[Entries on locating named things]
start

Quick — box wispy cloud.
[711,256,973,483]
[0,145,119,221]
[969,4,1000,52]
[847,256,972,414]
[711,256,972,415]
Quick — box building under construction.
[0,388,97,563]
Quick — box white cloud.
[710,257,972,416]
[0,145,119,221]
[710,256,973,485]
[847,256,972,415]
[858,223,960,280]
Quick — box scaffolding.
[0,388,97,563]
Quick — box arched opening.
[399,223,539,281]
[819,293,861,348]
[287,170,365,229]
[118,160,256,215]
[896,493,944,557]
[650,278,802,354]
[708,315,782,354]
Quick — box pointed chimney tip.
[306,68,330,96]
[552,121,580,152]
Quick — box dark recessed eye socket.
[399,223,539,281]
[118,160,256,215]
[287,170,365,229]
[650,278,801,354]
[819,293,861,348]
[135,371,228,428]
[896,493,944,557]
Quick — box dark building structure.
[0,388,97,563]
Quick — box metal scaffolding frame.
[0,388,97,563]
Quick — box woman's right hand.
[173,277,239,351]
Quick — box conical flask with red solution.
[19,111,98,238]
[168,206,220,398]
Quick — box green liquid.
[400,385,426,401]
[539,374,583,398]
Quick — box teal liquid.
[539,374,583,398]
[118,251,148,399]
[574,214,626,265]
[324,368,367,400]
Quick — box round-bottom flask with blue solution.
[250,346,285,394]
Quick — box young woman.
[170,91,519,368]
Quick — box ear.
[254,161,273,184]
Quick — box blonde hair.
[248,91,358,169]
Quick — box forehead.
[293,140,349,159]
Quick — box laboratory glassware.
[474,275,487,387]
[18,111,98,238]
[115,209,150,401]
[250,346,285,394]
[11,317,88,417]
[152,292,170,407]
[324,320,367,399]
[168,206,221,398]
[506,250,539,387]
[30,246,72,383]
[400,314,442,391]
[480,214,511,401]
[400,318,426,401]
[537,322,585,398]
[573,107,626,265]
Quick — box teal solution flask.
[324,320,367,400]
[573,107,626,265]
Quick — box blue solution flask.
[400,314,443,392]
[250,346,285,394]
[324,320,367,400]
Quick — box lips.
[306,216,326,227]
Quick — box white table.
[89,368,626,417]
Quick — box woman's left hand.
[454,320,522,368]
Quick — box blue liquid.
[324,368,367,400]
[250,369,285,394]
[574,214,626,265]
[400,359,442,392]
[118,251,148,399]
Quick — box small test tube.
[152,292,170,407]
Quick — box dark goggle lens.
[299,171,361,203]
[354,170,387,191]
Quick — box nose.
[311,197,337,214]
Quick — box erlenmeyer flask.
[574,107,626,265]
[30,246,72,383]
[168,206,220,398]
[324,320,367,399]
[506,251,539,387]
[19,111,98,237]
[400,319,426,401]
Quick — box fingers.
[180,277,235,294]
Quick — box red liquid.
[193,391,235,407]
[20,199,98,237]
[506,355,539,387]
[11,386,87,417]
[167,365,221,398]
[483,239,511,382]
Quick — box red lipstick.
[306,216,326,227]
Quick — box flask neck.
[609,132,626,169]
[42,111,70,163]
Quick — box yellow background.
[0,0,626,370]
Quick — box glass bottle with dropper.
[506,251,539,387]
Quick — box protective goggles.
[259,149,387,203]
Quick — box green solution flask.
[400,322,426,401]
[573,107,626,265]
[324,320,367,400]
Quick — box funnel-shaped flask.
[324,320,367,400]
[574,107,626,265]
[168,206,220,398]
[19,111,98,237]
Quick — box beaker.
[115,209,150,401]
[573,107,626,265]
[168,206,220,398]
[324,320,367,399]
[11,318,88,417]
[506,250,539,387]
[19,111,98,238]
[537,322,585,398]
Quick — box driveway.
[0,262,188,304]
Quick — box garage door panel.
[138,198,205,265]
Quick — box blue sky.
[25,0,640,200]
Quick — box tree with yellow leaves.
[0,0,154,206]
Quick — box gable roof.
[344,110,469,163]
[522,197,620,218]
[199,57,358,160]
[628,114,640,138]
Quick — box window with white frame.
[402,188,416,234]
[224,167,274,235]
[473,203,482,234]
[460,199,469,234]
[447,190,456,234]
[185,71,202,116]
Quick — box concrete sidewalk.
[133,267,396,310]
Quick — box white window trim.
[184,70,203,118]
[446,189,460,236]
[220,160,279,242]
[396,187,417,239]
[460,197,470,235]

end

REQUIRED WORK → Arrange all of the items above as a numbered list, leaving out any blank lines.

EXERCISE RESPONSE →
1. Quick — box wispy cloud.
2. [711,256,973,483]
3. [0,145,119,221]
4. [969,4,1000,52]
5. [847,256,972,414]
6. [711,256,972,415]
7. Quick — box building under construction.
8. [0,388,97,563]
9. Quick — box white cloud.
10. [710,257,972,416]
11. [0,145,119,221]
12. [710,256,973,485]
13. [847,256,972,415]
14. [858,223,960,280]
15. Quick — box scaffolding.
16. [0,388,97,563]
17. Quick — box arched opening.
18. [399,223,539,281]
19. [819,293,861,348]
20. [287,170,365,229]
21. [118,160,256,215]
22. [896,493,944,557]
23. [650,278,802,354]
24. [708,315,782,354]
25. Quick — box pointed chimney tip.
26. [306,68,330,96]
27. [552,121,580,152]
28. Quick — box dark recessed eye socket.
29. [399,223,539,281]
30. [118,160,256,215]
31. [287,170,365,229]
32. [650,278,801,354]
33. [819,293,861,348]
34. [135,371,228,428]
35. [896,493,944,557]
36. Quick — box dark building structure.
37. [0,388,97,563]
38. Quick — box metal scaffolding frame.
39. [0,388,97,563]
40. Quick — box woman's right hand.
41. [173,277,239,351]
42. Quick — box conical flask with red solution.
43. [19,111,98,238]
44. [168,206,220,398]
45. Quick — box green liquid.
46. [400,385,426,401]
47. [539,374,583,398]
48. Quick — box teal liquid.
49. [539,374,583,398]
50. [118,251,148,399]
51. [574,214,626,265]
52. [324,368,367,400]
53. Quick — box round-bottom flask with blue solution.
54. [250,346,285,394]
55. Quick — box young woman.
56. [170,91,519,368]
57. Quick — box ear.
58. [254,161,273,184]
59. Quick — box blonde hair.
60. [248,91,358,169]
61. Quick — box forehead.
62. [293,140,349,159]
63. Quick — box laboratory glassware.
64. [474,275,487,387]
65. [18,111,98,238]
66. [115,209,150,401]
67. [250,346,285,394]
68. [11,317,88,417]
69. [152,292,170,407]
70. [324,320,367,399]
71. [168,206,221,398]
72. [506,250,539,387]
73. [30,246,72,383]
74. [400,314,442,391]
75. [480,214,511,401]
76. [400,318,426,401]
77. [537,322,585,398]
78. [573,107,626,265]
79. Quick — box teal solution flask.
80. [324,320,367,400]
81. [573,107,626,265]
82. Quick — box blue solution flask.
83. [400,314,443,392]
84. [250,346,285,394]
85. [324,320,367,400]
86. Quick — box lips.
87. [306,216,326,227]
88. Quick — box white table.
89. [89,368,626,417]
90. Quick — box woman's left hand.
91. [454,320,522,368]
92. Quick — box blue liquid.
93. [324,368,367,400]
94. [250,369,285,394]
95. [574,214,626,265]
96. [400,359,442,392]
97. [118,251,148,399]
98. Quick — box small test tube.
99. [152,292,170,407]
100. Quick — box dark goggle lens.
101. [299,171,361,203]
102. [354,170,387,191]
103. Quick — box nose.
104. [311,197,337,214]
105. Quick — box erlenmeyer flask.
106. [574,107,626,265]
107. [30,246,72,383]
108. [168,206,220,398]
109. [324,320,367,399]
110. [506,251,539,387]
111. [19,111,98,237]
112. [400,319,426,401]
113. Quick — box fingers.
114. [180,277,235,294]
115. Quick — box red liquid.
116. [193,391,235,407]
117. [20,199,98,237]
118. [506,355,539,387]
119. [11,386,87,417]
120. [167,365,221,398]
121. [483,239,511,382]
122. Quick — box red lipstick.
123. [306,216,326,227]
124. Quick — box flask neck.
125. [609,132,626,169]
126. [42,111,70,163]
127. Quick — box yellow background.
128. [0,0,626,370]
129. Quick — box glass bottle with dropper.
130. [506,251,539,387]
131. Quick — box protective goggles.
132. [259,149,387,203]
133. Quick — box green solution flask.
134. [400,322,426,401]
135. [573,107,626,265]
136. [324,320,367,400]
137. Quick — box funnel-shaped flask.
138. [324,320,367,400]
139. [574,107,626,265]
140. [168,206,220,398]
141. [19,111,98,237]
142. Quick — box beaker.
143. [115,209,150,401]
144. [573,107,626,265]
145. [168,206,220,398]
146. [324,320,367,399]
147. [11,318,88,417]
148. [506,250,539,387]
149. [19,111,98,238]
150. [537,322,585,398]
151. Quick — box driveway.
152. [0,262,188,304]
153. Quick — box garage door panel.
154. [138,198,205,265]
155. Quick — box blue sky.
156. [25,0,640,200]
157. Quick — box tree with yellow leaves.
158. [0,0,154,206]
159. Quick — box gable roof.
160. [344,110,469,163]
161. [522,197,620,218]
162. [199,57,358,160]
163. [628,114,640,138]
164. Quick — box window with white frame.
165. [402,188,416,234]
166. [224,167,274,235]
167. [473,203,482,234]
168. [460,199,469,234]
169. [447,190,456,234]
170. [185,71,202,116]
171. Quick — box concrete sidewalk.
172. [133,267,396,310]
173. Quick — box white window trim.
174. [184,70,203,118]
175. [446,189,460,236]
176. [220,160,279,242]
177. [396,187,417,239]
178. [460,197,470,235]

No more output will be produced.